(EXCERPT begins)

This brief article aims to share clinical practice and show how working with community pharmacies can enable services to inform and engage the public in the wider community.
In common with other continence services across the country, we benchmark our service using the Essence of Care Continence Tool (Department of Health, 2003).
The benchmarking process identified specific areas we needed to address, namely difficulties in engaging the public and promoting continence to the wider community.
In 2005 the DH produced the document Choosing health through pharmacy. A programme for pharmaceutical public health 2005-1015. This sets out the key roles for pharmacies in improving public health, including the holding of contemporary health information and the ability of staff to 'signpost? the public towards appropriate health services.
We therefore needed to ascertain what our local community pharmacies were offering with regard to continence. A questionnaire was sent to all the pharmacies in the area; including the well-known larger pharmacy chains.
The results showed that 75% of the pharmacies did not stock any continence-related literature but all stocked and offered mail order for disposable products. This was a cause for concern, as it showed that people were accessing pharmacies for continence products but literature on help for their continence problem or contact details for them to seek professional advice was not readily available
In response all pharmacies were provided with literature and a continence service leaflet. After six months the questionnaire was re-sent and the results were encouraging, with 80% of pharmacies saying they displayed our continence service leaflet.

(EXCERPT ends)
(LISTED ENTRIES begins)

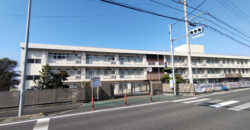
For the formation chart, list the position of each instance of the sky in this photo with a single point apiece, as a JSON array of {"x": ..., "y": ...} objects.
[{"x": 97, "y": 24}]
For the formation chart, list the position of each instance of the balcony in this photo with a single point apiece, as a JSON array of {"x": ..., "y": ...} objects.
[
  {"x": 154, "y": 76},
  {"x": 238, "y": 75},
  {"x": 52, "y": 61}
]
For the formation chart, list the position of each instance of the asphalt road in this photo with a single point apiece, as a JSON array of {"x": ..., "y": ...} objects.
[{"x": 230, "y": 111}]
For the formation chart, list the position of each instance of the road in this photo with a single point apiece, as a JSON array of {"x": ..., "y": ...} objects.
[{"x": 230, "y": 110}]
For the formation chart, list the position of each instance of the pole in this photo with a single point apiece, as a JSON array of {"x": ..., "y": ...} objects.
[
  {"x": 159, "y": 77},
  {"x": 92, "y": 99},
  {"x": 172, "y": 58},
  {"x": 97, "y": 94},
  {"x": 196, "y": 73},
  {"x": 21, "y": 96},
  {"x": 188, "y": 44}
]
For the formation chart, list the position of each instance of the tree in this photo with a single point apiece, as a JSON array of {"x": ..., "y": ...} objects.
[
  {"x": 58, "y": 78},
  {"x": 45, "y": 81},
  {"x": 49, "y": 80},
  {"x": 8, "y": 75},
  {"x": 166, "y": 78}
]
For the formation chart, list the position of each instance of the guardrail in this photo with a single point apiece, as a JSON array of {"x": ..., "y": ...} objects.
[{"x": 210, "y": 87}]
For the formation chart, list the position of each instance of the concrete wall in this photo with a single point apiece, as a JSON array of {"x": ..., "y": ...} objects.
[
  {"x": 182, "y": 89},
  {"x": 36, "y": 97}
]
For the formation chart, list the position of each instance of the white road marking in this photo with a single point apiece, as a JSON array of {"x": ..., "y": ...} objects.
[
  {"x": 185, "y": 99},
  {"x": 199, "y": 100},
  {"x": 223, "y": 104},
  {"x": 42, "y": 124},
  {"x": 90, "y": 112},
  {"x": 240, "y": 107}
]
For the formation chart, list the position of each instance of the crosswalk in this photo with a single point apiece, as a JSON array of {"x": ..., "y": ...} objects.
[{"x": 232, "y": 105}]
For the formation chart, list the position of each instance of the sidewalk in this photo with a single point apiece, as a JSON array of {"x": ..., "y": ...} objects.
[{"x": 45, "y": 109}]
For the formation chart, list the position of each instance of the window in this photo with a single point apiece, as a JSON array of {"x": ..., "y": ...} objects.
[
  {"x": 38, "y": 61},
  {"x": 29, "y": 77},
  {"x": 34, "y": 61},
  {"x": 32, "y": 77},
  {"x": 31, "y": 60}
]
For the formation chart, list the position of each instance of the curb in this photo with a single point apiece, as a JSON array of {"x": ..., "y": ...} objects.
[{"x": 25, "y": 117}]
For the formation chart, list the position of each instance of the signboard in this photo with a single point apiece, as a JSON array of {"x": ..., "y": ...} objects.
[
  {"x": 95, "y": 82},
  {"x": 171, "y": 83},
  {"x": 129, "y": 85},
  {"x": 149, "y": 69}
]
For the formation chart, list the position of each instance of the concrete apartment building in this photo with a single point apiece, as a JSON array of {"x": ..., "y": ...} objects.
[{"x": 129, "y": 67}]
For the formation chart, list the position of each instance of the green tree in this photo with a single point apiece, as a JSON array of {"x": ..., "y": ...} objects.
[
  {"x": 166, "y": 78},
  {"x": 49, "y": 80},
  {"x": 8, "y": 75},
  {"x": 45, "y": 81},
  {"x": 58, "y": 78}
]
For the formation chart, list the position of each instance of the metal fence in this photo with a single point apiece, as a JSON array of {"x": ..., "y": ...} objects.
[
  {"x": 211, "y": 87},
  {"x": 46, "y": 96},
  {"x": 133, "y": 88}
]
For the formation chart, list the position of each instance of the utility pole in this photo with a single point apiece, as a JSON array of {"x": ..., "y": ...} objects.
[
  {"x": 172, "y": 57},
  {"x": 21, "y": 96},
  {"x": 188, "y": 44}
]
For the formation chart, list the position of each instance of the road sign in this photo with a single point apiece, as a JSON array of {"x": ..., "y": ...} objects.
[
  {"x": 198, "y": 35},
  {"x": 149, "y": 69},
  {"x": 95, "y": 82},
  {"x": 196, "y": 31}
]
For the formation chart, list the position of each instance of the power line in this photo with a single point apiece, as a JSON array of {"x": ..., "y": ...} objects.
[
  {"x": 160, "y": 15},
  {"x": 203, "y": 18},
  {"x": 214, "y": 17},
  {"x": 166, "y": 5},
  {"x": 236, "y": 7},
  {"x": 198, "y": 6},
  {"x": 232, "y": 10},
  {"x": 143, "y": 10},
  {"x": 223, "y": 34}
]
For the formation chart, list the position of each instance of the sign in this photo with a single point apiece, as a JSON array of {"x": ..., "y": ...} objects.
[
  {"x": 171, "y": 83},
  {"x": 95, "y": 82},
  {"x": 198, "y": 35},
  {"x": 149, "y": 69},
  {"x": 129, "y": 85}
]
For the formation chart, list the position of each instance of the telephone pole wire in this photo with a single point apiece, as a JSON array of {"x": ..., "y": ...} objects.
[
  {"x": 22, "y": 91},
  {"x": 188, "y": 44}
]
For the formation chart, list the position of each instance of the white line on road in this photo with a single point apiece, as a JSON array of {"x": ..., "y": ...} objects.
[
  {"x": 90, "y": 112},
  {"x": 186, "y": 99},
  {"x": 223, "y": 104},
  {"x": 199, "y": 100},
  {"x": 240, "y": 107},
  {"x": 42, "y": 124}
]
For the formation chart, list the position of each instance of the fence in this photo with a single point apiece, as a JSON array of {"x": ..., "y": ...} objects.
[
  {"x": 211, "y": 87},
  {"x": 37, "y": 97},
  {"x": 133, "y": 88}
]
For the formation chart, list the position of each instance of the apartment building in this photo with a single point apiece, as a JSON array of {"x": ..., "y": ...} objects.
[{"x": 129, "y": 67}]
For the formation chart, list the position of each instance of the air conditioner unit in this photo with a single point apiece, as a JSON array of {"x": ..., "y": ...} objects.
[
  {"x": 78, "y": 77},
  {"x": 78, "y": 61}
]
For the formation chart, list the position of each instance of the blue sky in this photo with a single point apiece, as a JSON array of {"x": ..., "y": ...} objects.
[{"x": 97, "y": 24}]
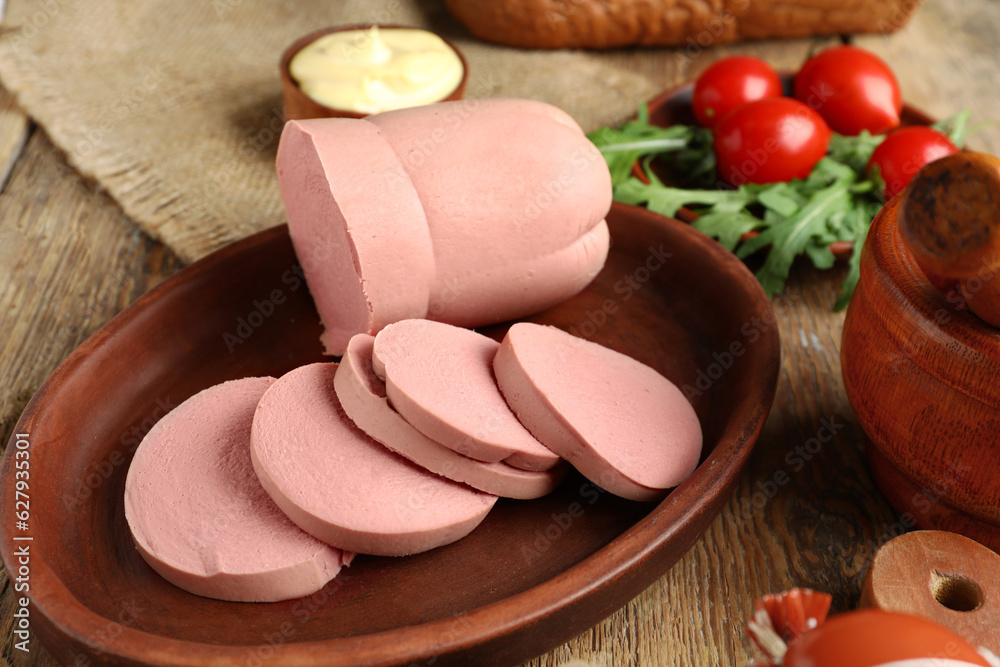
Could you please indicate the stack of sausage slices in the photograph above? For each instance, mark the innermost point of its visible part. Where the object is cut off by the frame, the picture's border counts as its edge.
(403, 446)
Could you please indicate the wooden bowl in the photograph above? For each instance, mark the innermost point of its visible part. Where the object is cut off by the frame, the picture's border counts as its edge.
(298, 105)
(673, 107)
(533, 575)
(922, 377)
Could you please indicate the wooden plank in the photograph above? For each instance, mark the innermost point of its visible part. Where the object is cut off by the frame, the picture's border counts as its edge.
(69, 260)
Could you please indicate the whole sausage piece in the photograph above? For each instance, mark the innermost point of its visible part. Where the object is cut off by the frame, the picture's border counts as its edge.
(470, 212)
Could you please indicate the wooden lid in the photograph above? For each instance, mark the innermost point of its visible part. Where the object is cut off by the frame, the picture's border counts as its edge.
(939, 575)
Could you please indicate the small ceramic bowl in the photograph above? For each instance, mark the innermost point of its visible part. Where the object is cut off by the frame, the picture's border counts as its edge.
(921, 375)
(298, 105)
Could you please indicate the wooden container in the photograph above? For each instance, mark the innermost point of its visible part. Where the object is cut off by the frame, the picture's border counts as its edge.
(924, 380)
(298, 105)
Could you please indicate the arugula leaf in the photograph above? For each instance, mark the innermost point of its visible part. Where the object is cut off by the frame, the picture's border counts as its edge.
(835, 202)
(623, 146)
(955, 127)
(790, 238)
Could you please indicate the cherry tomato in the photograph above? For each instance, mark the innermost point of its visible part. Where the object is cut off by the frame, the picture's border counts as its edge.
(852, 89)
(904, 152)
(732, 82)
(870, 637)
(770, 140)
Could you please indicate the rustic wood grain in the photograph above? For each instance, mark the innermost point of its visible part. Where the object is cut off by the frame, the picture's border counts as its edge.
(69, 260)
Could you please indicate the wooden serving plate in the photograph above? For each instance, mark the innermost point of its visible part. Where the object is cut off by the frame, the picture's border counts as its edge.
(531, 577)
(922, 377)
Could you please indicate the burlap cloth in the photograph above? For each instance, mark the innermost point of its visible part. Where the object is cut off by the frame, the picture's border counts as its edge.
(174, 106)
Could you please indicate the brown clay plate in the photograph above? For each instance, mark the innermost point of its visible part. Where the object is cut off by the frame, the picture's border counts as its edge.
(531, 577)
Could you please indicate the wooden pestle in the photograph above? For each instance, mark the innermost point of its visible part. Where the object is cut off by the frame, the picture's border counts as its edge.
(949, 218)
(942, 576)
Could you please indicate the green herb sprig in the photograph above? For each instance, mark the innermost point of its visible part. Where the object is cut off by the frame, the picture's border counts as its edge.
(836, 202)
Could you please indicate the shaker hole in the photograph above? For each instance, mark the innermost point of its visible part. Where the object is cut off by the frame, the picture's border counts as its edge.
(956, 592)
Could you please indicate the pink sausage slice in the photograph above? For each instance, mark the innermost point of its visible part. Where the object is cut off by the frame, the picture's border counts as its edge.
(363, 397)
(193, 504)
(344, 488)
(620, 423)
(440, 379)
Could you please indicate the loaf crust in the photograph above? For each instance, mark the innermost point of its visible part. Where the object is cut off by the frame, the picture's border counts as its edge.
(601, 24)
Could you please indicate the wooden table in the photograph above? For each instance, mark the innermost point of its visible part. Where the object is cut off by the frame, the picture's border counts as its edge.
(806, 514)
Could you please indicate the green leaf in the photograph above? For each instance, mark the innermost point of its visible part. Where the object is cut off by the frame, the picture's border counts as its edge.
(667, 200)
(791, 237)
(780, 199)
(624, 146)
(955, 127)
(854, 151)
(820, 253)
(863, 222)
(727, 226)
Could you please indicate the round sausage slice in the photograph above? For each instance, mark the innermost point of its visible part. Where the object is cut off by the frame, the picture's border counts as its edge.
(620, 423)
(363, 397)
(440, 378)
(193, 504)
(344, 488)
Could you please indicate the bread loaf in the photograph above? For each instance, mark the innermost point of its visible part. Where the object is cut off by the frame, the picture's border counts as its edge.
(601, 24)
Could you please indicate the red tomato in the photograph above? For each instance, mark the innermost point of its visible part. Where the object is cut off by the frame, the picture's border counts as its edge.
(732, 82)
(768, 141)
(904, 152)
(852, 89)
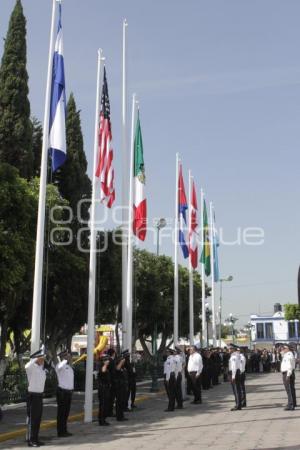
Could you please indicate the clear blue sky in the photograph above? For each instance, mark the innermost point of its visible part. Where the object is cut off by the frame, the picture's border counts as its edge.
(219, 82)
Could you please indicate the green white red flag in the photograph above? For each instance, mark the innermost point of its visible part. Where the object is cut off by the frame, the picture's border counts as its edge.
(139, 202)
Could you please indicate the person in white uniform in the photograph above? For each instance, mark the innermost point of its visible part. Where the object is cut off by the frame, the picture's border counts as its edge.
(170, 382)
(243, 377)
(36, 377)
(195, 367)
(65, 378)
(235, 376)
(288, 376)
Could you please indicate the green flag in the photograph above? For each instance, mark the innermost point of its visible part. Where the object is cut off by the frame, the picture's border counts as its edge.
(205, 256)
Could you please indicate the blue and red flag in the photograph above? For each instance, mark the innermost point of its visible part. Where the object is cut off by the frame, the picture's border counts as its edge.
(182, 208)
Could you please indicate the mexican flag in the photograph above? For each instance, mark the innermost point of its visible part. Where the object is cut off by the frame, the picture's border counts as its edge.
(139, 202)
(205, 257)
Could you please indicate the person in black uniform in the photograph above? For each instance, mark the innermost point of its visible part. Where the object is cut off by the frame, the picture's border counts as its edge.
(120, 387)
(104, 385)
(112, 390)
(36, 376)
(131, 379)
(65, 378)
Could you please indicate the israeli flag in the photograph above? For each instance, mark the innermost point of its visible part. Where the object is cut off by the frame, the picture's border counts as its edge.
(57, 123)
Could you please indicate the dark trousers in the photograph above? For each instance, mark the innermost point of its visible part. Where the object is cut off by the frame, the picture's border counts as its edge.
(131, 391)
(34, 415)
(243, 388)
(171, 391)
(121, 395)
(103, 395)
(289, 384)
(111, 400)
(196, 386)
(64, 399)
(236, 387)
(178, 390)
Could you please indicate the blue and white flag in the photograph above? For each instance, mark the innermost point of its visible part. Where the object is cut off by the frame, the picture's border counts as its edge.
(182, 208)
(216, 244)
(57, 123)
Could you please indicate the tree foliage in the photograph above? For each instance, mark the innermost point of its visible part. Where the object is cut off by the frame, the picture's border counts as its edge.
(15, 124)
(291, 311)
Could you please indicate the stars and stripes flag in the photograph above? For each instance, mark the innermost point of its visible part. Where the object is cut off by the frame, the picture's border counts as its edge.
(193, 232)
(57, 121)
(182, 208)
(105, 171)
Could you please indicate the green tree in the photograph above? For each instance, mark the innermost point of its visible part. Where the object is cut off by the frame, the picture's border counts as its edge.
(15, 124)
(291, 311)
(72, 179)
(17, 220)
(37, 143)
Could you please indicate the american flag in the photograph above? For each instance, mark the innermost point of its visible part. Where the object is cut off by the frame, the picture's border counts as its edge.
(105, 171)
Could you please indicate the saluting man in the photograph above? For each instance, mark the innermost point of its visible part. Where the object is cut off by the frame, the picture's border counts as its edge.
(243, 377)
(288, 376)
(195, 367)
(170, 382)
(36, 376)
(235, 376)
(65, 377)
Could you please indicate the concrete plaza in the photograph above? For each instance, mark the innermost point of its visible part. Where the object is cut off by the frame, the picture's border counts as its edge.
(262, 425)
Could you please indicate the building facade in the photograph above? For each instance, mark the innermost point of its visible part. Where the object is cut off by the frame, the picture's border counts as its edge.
(269, 330)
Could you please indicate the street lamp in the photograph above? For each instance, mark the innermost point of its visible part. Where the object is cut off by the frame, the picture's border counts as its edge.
(229, 278)
(207, 315)
(161, 223)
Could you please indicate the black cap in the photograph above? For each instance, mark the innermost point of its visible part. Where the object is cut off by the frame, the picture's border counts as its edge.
(104, 357)
(39, 354)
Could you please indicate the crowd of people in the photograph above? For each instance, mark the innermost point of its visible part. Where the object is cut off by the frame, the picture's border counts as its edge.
(188, 370)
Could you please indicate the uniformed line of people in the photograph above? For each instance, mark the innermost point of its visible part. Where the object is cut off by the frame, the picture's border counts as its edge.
(116, 386)
(36, 370)
(203, 370)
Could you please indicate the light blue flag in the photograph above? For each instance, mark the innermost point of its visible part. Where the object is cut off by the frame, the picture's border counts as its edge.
(57, 122)
(216, 244)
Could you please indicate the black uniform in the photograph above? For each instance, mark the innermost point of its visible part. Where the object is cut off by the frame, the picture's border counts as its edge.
(36, 376)
(104, 386)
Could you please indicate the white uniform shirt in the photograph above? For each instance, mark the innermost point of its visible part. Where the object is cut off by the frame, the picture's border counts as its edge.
(288, 363)
(195, 363)
(169, 366)
(178, 364)
(234, 363)
(36, 377)
(65, 375)
(243, 363)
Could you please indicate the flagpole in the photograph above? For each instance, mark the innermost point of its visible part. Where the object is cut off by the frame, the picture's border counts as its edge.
(130, 234)
(124, 184)
(175, 336)
(212, 256)
(191, 284)
(88, 405)
(203, 272)
(39, 249)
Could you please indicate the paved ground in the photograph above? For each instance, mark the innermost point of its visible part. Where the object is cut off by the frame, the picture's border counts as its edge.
(262, 425)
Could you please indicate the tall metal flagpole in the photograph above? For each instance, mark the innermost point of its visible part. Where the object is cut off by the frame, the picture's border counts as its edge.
(203, 273)
(124, 185)
(88, 405)
(212, 259)
(191, 284)
(175, 335)
(130, 233)
(40, 232)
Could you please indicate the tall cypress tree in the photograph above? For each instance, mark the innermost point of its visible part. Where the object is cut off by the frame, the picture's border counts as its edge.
(73, 181)
(15, 124)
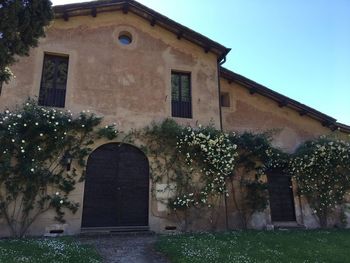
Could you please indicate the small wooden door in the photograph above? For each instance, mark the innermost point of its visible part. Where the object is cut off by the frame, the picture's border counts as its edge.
(116, 187)
(281, 197)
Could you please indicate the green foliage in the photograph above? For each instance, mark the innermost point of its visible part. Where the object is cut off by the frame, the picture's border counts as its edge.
(41, 250)
(36, 145)
(258, 246)
(256, 157)
(210, 153)
(322, 170)
(22, 23)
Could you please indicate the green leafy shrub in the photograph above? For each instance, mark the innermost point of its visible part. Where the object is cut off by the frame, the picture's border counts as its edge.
(37, 146)
(322, 170)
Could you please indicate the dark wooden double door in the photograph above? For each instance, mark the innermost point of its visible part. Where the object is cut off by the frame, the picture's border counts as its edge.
(281, 197)
(116, 187)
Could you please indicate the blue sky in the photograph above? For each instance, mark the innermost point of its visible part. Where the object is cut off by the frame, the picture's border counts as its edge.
(296, 47)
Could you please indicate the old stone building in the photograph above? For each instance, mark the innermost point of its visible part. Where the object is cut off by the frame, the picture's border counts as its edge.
(133, 66)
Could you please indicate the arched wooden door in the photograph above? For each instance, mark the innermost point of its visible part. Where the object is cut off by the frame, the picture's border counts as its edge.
(116, 187)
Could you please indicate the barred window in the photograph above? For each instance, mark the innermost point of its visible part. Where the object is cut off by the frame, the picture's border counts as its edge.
(181, 101)
(54, 81)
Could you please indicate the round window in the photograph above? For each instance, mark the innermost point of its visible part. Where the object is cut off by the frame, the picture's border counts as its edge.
(125, 38)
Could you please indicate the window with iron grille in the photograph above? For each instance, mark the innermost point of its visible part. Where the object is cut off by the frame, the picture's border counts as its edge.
(181, 101)
(53, 81)
(225, 99)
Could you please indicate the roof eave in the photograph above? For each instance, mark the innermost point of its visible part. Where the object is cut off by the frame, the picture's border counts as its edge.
(153, 17)
(283, 100)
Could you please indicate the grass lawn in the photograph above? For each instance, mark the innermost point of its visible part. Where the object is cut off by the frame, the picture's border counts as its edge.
(51, 250)
(258, 246)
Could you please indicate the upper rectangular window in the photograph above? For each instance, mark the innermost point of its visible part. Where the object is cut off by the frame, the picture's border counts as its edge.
(54, 81)
(225, 99)
(181, 101)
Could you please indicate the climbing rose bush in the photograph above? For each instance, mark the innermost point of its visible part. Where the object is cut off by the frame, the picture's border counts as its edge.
(37, 145)
(322, 170)
(213, 153)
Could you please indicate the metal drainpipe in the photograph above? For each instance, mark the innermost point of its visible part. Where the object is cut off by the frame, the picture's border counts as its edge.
(221, 128)
(219, 90)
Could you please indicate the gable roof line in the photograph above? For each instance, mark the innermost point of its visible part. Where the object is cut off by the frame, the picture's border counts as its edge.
(155, 18)
(283, 100)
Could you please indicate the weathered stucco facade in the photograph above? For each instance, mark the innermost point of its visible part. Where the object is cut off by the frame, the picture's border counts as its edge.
(131, 86)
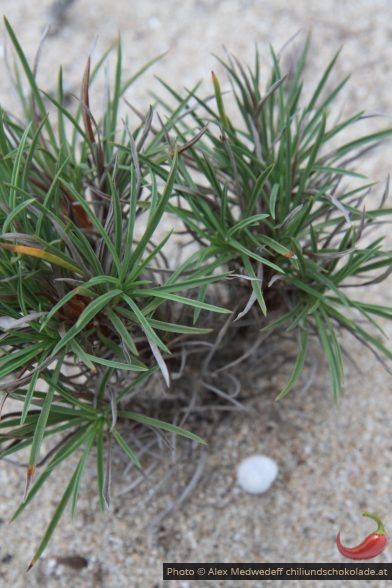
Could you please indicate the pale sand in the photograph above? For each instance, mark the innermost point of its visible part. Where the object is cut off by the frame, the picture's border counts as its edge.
(334, 462)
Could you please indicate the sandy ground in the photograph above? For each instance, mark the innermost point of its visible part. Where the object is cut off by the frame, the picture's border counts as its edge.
(335, 461)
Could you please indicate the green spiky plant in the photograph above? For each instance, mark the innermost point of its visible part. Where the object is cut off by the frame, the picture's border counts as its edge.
(93, 315)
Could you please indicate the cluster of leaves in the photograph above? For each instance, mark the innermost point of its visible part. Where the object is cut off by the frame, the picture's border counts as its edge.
(91, 310)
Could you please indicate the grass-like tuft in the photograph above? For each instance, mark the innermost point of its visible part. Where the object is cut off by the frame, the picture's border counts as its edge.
(94, 316)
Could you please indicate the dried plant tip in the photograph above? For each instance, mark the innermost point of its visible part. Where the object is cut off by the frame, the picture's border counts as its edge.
(86, 103)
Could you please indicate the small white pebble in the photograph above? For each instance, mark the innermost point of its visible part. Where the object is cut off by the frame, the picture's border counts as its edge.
(154, 23)
(256, 473)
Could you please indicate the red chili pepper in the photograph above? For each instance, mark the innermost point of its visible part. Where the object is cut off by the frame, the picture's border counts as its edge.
(370, 547)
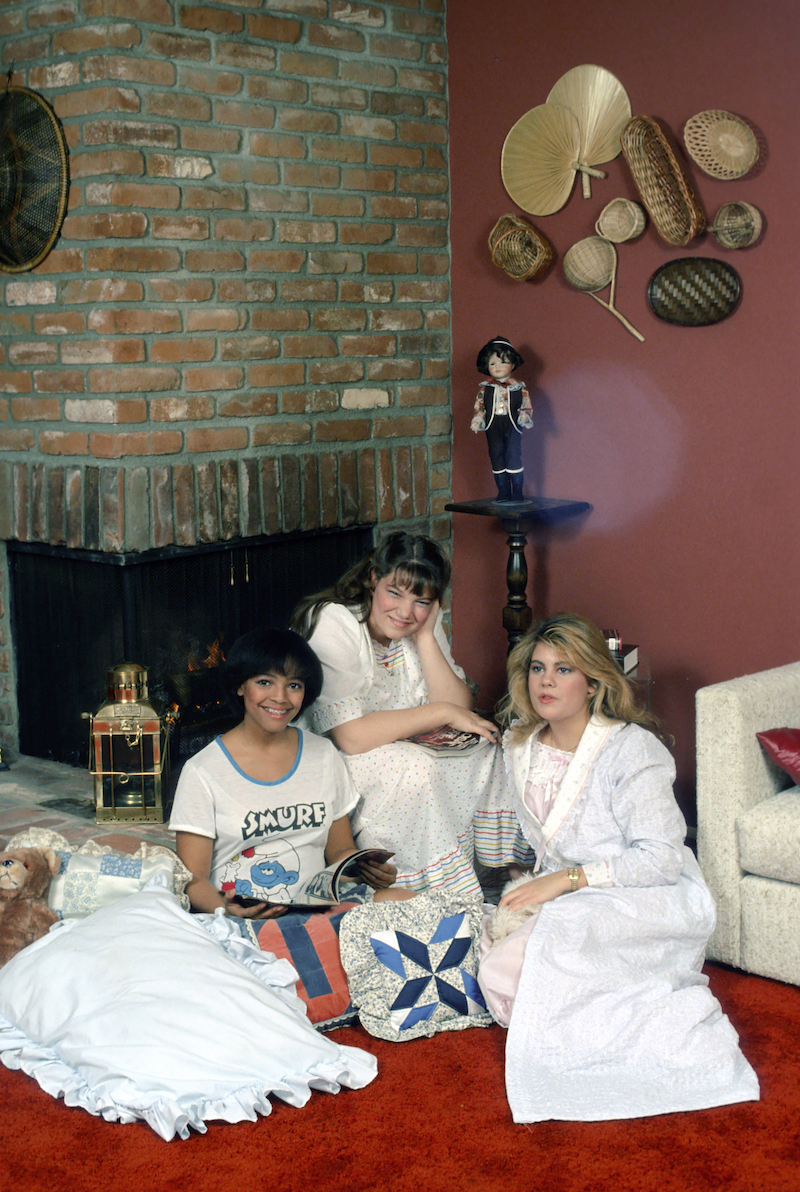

(LISTED ENTRIES ends)

■ **EXERCISE OBJECTIVE**:
Please continue the article about continence services working with community pharmacies, picking up after its last sentence.

■ **OUTPUT**:
We had therefore made progress in meeting the DH?s aim of providing contemporary literature but we unsure about pharmacy staff ability to assist the public with continence issues and direct them to the continence service for professional help.
To address this, the continence service offers pharmacy staff short training sessions on what we can offer and how to direct the public to seek professional help. The training has received a very positive response from pharmacies and some now display our continence service leaflet on the shelf alongside their continence products.
In summary, there are 1.8 million visits to pharmacies each day and 260,000 will be for health advice alone (DH, 2005). A percentage of these pharmacy visits will be for continence-related issues, so it is vital that pharmacies display appropriate literature and that staff are able to direct the public to local continence services.
To achieve this, continence services need to communicate with and support pharmacy staff. Our work has shown that pharmacies are ideally placed to engage the public and promote continence to the wider community.
Department of Health (2003) Essence of Care. The Stationery Office: London.
Department of Health (2005) Dawn of a new era for pharmacy. The Stationery Office: London.